:: THE REQUEST ::
Set down all of the data exactly as it appears.

[Labeled shape records]
--- start ---
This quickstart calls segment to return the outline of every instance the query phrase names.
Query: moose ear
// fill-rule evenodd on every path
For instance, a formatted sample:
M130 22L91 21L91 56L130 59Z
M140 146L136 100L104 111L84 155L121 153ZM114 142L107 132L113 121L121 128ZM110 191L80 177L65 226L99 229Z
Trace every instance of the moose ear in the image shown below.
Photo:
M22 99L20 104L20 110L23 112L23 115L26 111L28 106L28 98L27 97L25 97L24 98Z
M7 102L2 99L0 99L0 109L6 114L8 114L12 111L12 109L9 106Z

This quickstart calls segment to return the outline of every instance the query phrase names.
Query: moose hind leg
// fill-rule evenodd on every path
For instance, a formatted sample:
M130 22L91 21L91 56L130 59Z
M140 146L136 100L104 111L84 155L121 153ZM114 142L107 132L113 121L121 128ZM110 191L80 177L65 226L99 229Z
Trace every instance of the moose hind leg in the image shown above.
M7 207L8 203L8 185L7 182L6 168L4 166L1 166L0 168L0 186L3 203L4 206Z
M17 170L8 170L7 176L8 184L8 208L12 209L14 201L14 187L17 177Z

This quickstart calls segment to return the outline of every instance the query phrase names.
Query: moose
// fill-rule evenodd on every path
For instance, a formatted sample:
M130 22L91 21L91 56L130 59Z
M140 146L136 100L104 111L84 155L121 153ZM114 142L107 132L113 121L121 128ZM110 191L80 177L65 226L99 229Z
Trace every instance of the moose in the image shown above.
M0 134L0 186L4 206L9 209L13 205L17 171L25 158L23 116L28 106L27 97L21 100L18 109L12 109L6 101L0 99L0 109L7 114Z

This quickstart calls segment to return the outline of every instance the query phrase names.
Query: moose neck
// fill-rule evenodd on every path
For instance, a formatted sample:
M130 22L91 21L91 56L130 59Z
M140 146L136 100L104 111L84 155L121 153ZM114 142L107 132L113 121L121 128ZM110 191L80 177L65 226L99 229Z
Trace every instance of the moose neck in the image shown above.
--- end ---
:: EXERCISE RESPONSE ::
This quickstart calls segment to return the outline of every instance the query phrase names.
Query: moose ear
// fill-rule evenodd on every path
For instance, a formatted sample:
M130 22L91 21L91 56L130 59Z
M140 146L136 100L104 111L84 155L121 153ZM114 142L107 132L113 121L121 128ZM110 191L80 177L65 226L99 229Z
Trace every instance of the moose ear in the image shown below.
Photo:
M22 99L20 104L20 110L23 112L23 115L26 111L28 106L28 98L27 97L25 97L24 98Z
M7 102L2 99L0 99L0 109L6 114L8 114L12 111L12 109L9 106Z

This quickstart calls segment to return the outline of every instance the query phrase names.
Query: moose hind leg
// fill-rule evenodd on every path
For instance, a formatted sample:
M130 22L91 21L91 56L130 59Z
M140 146L136 100L104 111L84 155L121 153ZM114 142L107 132L113 121L121 128ZM110 191L80 177L65 226L99 229Z
Trace every instance of the moose hind leg in the image shown above.
M7 207L8 203L8 185L7 182L6 168L4 166L1 166L0 168L0 186L3 203L4 206Z
M17 170L8 170L7 176L8 184L8 208L12 209L14 201L14 187L17 177Z

This quickstart calls segment to return the outline of every instance the query phrase names.
Query: moose
// fill-rule evenodd on every path
For instance, a formatted sample:
M130 22L91 21L91 56L130 59Z
M140 146L136 100L104 111L84 155L121 153ZM114 142L107 132L113 121L121 128ZM110 191L80 177L65 226L99 229Z
Trace every instance of the moose in the image shown above.
M0 134L0 186L4 206L9 209L13 205L17 171L25 158L23 116L28 106L27 97L21 100L18 109L12 109L6 101L0 99L0 109L7 114Z

This quickstart calls segment to return the outline of every instance the query phrase names.
Query: moose neck
// fill-rule evenodd on every path
For instance, a formatted sample:
M130 22L91 21L91 56L130 59Z
M140 146L136 100L104 111L84 155L121 153ZM114 142L107 132L113 121L121 128ZM110 191L80 177L65 226L99 229Z
Trace every instance of the moose neck in the image shown above.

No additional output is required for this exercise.